The second thing a knitter learns is how to rip out mistakes. Start over.
I once read that a Japanese ceramics master would intentionally include a minor flaw in his work "because only God is perfect".
In my experience, competent craftsmen are quick to point out flaws in their work when complimented.
I don't identify with that feeling. If I've done something myself, I'm particularly irritated by the flaws
Likewise.
On the other hand, if I created it for my own use then I created it to MY specifications. So there may be things about it that irritate OTHER people and not me -- but because those things don't irritate me, not because I'm so in love with my work.
Whoever invented the term "The IKEA Effect" must love it because they put it together, even though they did a shitty job.
I call dibs on the "I Love My Shitty Kids Effect."
"I asked Mochon whether this meant that stores such as Ikea could boost sales by asking people to solve very difficult math problems when they walked into the store."
And now we know why Shankar Vedantam works for NPR, rather than at a job that requires a modicum of common sense.
The flip side of that coin is a guy like Norm Abrams who had every tool imaginable in his old/New Yankee Workshop.
The wife: "Can you make a Shaker-style dresser like that?"
Me: "Can I go spend a hundred thousand dollars on tools and supplies?"
The wife: "No."
Me: "Then, no."
"Participants saw their amateurish
creations – of both utilitarian and hedonic products – as similar in value to the creations of experts, and expected others to share their opinions."
This could explain why some of you people don't appreciate how well my comments stack up against those Fitzgerald sentences.
It's an attitude reflective of the sociopathy of the new left, i.e., intentions/apparent sincerity are everything, results/competence are unimportant.
One might call it the "Obama Syndrome." It is unfortunate to see it show up in the business college, even if it is just marketing. Hopefully it was only for illustrative purposes.

### Data for the task
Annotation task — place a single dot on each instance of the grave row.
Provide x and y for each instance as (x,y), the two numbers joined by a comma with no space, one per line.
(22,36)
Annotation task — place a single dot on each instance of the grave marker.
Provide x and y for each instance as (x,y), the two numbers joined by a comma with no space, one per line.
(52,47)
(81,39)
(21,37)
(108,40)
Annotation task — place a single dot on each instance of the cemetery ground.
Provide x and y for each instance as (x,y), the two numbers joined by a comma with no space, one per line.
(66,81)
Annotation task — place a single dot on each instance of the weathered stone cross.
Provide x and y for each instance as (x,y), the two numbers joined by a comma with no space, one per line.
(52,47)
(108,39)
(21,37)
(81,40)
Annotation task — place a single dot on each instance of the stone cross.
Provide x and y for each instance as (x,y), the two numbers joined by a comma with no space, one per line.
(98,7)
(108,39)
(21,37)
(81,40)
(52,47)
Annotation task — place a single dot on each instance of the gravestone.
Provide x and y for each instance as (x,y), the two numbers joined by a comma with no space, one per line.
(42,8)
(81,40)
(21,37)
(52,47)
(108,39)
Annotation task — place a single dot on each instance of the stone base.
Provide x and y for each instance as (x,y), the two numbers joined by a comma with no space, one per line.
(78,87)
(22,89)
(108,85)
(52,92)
---
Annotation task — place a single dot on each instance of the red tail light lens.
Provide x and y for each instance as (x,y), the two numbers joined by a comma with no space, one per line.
* * *
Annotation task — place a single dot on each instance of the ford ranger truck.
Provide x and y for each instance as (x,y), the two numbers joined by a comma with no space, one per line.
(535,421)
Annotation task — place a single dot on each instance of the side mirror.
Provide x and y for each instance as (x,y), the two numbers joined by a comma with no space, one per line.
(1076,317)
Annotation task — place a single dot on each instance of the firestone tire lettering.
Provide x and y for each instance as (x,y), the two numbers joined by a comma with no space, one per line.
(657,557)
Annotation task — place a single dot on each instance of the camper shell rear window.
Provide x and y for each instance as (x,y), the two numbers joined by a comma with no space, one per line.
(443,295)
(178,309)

### Objective 1
Pull out each line of the rows that contains the string 'single'.
### Objective 2
Extend the comment thread on the IKEA effect, picking up after its final comment.
The comment thread on the IKEA effect and the rows come from unrelated sources.

### Output 1
Annotation task — place a single dot on each instance of the grave row.
Annotation task — place a single dot on each instance of the grave marker.
Annotation task — place a single dot on each instance of the cemetery ground.
Annotation task — place a single dot on each instance of the weathered stone cross.
Annotation task — place a single dot on each instance of the stone cross.
Annotation task — place a single dot on each instance of the gravestone.
Annotation task — place a single dot on each instance of the stone base.
Annotation task — place a single dot on each instance of the red tail light lens.
Annotation task — place a single dot on each instance of the ford ranger truck.
Annotation task — place a single dot on each instance of the side mirror.
Annotation task — place a single dot on each instance of the firestone tire lettering.
Annotation task — place a single dot on each instance of the camper shell rear window.

### Output 2
I like the concept, and I think it's valid. Consumers (customers) tend to place more value in things they have to work on themselves. Any idiot can buy a cappuccino at Starbucks. The real customer will pay a thousand bucks for the machine, make a crappier cappuccino, and still think it's better than the one from the store.
I made a pedestal table in high school shop class. We had an excellent teacher, and we were graded so we tended to avoid or hide flaws. My mother still has link.
Recently, I made a large tack trunk for my daughter and I had her help because I know they don't teach those things in school anymore.
GrandpaMark said...
I once read that a Japanese ceramics master would intentionally include a minor flaw in his work "because only God is perfect".
I've read the same thing about Persian rugs and for exactly the same reason.
Maybe this is urban legend, but I remember the story that Duncan Hines designed their cake mixes to require the addition of fresh egg because women doing the baking perceive the product as much better when in fact they couldn't tell the difference between the recipe that required no egg in blind tests.
I think the key issue is the difference between our expectation of competence and our accomplishment. It's kind of appalling to me that there are people out there who would be proud of having put together an Ikea table, but I guess that's the case.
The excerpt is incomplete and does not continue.